PASSAGE FOR REVIEW -
◇ ◇ ◇ ◇ ◇

RAG (Optional)

This is particularly useful if you have a very specific and detialed annottaion to work with. It can significantly imrpove the granularity and accuracy of the annotation. It automatically extract marker information and genearte a report as additional informatyion for default CASSIA pipeline.

Installation

pip install cassia-rag
bash

Usage

from cassia_rag import run_complete_analysis
import os

# Set up the API keys if you have not done so.
os.environ["ANTHROPIC_API_KEY"] = "your-anthropic-key"
os.environ["OPENAI_API_KEY"] = "your-openai-key"

# Run the wrapper function to trigger a multiagent pipeline.
run_complete_analysis(
        tissue_type="Liver", # tissue you are analyzing
        target_species="Tiger", # species you are analyzing
        reference_species="Human", # either Human or mouse, if other species, then use Human instead of mouse
        model_choice='claude', # either claude or gpt, highly recommend claude
        compare=True,  # if you want to compare with reference species, for example fetal vs human, then set to True
        db_path="~/Canonical_Marker (1).csv", # path to the database
        max_workers=8
)

◇ ◇ ◇ ◇ ◇

ENTRIES SUPPLIED -
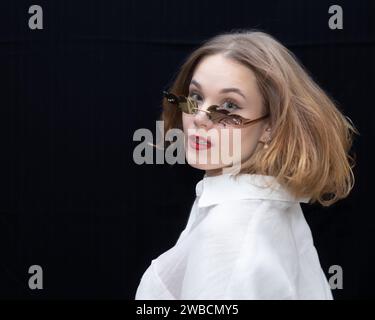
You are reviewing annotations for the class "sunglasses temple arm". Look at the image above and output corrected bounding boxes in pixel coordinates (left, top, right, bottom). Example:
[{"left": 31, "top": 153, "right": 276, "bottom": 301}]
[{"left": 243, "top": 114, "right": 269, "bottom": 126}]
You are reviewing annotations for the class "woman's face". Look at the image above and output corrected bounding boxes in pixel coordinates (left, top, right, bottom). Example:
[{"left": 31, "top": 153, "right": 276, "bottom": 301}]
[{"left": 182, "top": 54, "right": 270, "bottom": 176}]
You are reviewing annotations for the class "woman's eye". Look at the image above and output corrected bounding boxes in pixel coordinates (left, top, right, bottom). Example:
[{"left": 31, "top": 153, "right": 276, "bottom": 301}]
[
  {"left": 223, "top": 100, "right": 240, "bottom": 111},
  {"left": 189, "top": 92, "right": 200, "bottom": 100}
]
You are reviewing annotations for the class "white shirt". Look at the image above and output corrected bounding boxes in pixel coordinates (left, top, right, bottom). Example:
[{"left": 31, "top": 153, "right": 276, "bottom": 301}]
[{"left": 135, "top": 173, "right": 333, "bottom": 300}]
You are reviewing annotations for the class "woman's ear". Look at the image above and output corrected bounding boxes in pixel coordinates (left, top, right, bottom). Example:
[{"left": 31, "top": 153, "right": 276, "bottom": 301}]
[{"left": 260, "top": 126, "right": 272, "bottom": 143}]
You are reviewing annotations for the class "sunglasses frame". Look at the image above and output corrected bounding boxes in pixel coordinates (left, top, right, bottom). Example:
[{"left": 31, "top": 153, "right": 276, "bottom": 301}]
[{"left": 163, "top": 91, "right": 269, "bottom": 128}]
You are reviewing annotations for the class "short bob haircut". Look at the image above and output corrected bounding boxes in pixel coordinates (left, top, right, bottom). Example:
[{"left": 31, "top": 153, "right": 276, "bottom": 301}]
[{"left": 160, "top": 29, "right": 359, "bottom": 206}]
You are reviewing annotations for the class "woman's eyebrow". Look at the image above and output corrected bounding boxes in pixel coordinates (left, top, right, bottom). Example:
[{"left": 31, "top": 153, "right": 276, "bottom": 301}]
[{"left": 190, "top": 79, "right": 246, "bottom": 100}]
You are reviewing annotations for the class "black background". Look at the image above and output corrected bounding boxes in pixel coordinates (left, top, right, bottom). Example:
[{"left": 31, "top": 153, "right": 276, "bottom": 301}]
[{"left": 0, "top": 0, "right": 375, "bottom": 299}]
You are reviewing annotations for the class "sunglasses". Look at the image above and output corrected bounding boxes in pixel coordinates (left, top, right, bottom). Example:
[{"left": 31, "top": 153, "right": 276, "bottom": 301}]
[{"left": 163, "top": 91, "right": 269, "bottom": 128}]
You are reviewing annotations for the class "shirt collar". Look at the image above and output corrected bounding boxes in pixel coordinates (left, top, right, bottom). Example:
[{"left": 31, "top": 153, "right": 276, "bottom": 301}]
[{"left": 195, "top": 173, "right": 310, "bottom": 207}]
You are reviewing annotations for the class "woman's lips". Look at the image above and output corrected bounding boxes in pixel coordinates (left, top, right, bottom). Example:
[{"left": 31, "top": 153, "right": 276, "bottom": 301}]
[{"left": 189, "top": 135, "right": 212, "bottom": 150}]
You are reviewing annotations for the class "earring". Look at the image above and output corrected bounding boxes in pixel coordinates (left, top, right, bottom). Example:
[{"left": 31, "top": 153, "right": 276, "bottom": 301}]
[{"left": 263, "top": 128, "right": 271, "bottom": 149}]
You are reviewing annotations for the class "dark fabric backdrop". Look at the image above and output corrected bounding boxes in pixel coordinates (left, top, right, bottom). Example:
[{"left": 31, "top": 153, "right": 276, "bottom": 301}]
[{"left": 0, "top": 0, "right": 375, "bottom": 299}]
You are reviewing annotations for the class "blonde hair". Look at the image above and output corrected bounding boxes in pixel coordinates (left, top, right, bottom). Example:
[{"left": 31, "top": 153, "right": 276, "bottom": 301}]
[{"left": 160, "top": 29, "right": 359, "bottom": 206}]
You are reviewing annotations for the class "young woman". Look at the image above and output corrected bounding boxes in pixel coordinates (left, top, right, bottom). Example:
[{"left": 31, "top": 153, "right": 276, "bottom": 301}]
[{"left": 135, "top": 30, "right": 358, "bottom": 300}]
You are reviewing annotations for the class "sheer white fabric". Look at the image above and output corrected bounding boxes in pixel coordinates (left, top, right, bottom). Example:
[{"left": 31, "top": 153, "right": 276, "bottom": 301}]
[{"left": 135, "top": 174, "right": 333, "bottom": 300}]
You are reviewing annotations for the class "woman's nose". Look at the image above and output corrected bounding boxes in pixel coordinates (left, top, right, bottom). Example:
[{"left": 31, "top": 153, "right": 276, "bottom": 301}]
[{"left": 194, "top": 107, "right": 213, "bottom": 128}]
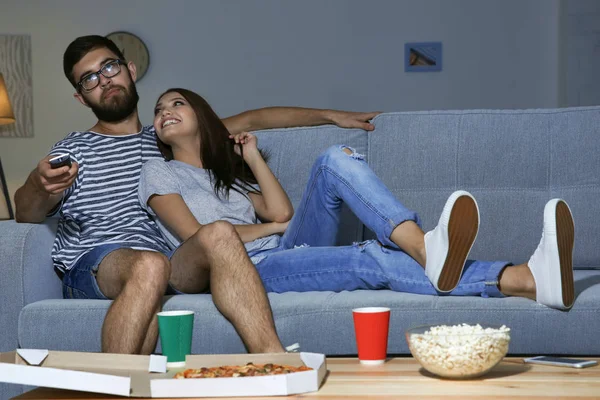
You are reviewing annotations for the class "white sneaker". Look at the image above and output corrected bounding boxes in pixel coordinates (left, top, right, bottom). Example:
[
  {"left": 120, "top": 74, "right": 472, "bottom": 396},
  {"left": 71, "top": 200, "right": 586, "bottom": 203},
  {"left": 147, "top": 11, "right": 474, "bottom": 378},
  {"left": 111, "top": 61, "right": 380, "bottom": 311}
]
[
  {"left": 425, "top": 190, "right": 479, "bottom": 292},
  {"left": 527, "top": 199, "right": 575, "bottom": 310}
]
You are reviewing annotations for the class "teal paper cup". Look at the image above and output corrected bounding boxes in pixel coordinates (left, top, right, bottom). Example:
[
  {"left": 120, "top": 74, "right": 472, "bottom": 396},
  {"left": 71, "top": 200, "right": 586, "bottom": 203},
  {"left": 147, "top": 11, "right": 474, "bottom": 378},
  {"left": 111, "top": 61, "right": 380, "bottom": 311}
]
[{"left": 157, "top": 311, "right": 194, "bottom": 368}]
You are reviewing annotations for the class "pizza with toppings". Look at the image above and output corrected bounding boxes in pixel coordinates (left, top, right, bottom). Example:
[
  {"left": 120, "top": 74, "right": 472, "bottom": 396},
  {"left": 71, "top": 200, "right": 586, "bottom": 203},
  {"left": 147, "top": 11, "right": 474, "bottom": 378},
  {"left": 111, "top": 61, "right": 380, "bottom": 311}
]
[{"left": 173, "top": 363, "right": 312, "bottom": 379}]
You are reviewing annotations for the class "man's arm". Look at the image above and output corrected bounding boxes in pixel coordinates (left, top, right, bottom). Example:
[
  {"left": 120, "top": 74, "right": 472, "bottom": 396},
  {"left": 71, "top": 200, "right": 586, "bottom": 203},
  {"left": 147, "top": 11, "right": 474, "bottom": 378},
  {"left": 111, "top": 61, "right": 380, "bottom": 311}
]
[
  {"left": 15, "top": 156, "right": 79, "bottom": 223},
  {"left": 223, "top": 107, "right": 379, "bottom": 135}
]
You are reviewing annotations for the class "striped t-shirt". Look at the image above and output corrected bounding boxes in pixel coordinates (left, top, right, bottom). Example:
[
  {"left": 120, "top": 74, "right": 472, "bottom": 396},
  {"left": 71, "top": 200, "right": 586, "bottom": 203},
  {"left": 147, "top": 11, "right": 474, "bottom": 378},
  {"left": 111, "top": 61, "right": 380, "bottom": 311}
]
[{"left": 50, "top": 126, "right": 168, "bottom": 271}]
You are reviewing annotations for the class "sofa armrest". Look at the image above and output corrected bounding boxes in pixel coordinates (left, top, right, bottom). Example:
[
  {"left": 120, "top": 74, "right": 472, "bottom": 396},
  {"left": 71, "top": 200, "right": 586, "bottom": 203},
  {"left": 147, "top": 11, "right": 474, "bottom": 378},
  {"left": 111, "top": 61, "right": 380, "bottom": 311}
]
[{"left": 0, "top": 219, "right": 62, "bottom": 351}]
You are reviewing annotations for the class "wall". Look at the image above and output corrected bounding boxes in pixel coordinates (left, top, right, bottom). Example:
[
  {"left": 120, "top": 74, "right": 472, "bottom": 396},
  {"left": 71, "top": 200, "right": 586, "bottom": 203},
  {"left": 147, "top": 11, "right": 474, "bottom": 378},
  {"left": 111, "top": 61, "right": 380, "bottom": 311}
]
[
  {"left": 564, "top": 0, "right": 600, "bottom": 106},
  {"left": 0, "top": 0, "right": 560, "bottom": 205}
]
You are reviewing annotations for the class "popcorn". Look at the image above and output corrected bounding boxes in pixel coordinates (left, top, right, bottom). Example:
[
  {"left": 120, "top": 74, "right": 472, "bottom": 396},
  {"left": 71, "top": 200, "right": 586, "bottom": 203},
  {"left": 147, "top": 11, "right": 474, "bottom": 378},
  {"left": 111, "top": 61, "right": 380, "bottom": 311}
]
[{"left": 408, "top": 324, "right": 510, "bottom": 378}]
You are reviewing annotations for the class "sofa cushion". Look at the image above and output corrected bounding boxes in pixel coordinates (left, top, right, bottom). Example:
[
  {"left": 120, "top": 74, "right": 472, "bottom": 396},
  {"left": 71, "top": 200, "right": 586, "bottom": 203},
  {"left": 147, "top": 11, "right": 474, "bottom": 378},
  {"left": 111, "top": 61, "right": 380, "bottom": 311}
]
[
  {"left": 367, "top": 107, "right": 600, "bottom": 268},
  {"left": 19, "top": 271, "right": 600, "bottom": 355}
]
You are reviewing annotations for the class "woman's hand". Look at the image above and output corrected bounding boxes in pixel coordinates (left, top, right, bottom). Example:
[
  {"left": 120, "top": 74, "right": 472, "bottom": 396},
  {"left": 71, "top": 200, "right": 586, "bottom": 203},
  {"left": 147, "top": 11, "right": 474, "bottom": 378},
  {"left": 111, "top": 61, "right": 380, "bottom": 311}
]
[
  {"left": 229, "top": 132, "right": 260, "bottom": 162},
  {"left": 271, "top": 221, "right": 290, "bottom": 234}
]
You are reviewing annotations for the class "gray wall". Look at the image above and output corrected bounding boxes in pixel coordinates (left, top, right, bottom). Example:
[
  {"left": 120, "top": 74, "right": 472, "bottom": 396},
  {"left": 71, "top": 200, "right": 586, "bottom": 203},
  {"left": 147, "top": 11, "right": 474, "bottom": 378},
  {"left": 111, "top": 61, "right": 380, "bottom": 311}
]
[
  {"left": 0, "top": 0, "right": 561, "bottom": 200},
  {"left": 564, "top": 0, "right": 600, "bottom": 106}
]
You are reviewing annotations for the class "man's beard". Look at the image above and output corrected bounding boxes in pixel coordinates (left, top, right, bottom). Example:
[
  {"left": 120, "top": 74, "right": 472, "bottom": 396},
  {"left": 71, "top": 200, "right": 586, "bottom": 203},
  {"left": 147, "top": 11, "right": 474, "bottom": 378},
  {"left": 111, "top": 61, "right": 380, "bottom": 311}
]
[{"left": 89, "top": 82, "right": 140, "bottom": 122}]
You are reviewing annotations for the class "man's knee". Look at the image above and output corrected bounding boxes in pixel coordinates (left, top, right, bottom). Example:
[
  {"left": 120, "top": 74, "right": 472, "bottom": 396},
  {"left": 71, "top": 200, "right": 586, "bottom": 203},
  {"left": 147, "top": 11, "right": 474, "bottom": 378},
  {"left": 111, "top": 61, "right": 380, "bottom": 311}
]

◇ ◇ ◇ ◇ ◇

DIRECTIONS - Reproduce word for word the part of the CASSIA RAG page starting with "RAG (Optional)" and going on through "default CASSIA pipeline.".

ANSWER SECTION -
RAG (Optional)

This is particularly useful if you have a very specific and detialed annottaion to work with. It can significantly imrpove the granularity and accuracy of the annotation. It automatically extract marker information and genearte a report as additional informatyion for default CASSIA pipeline.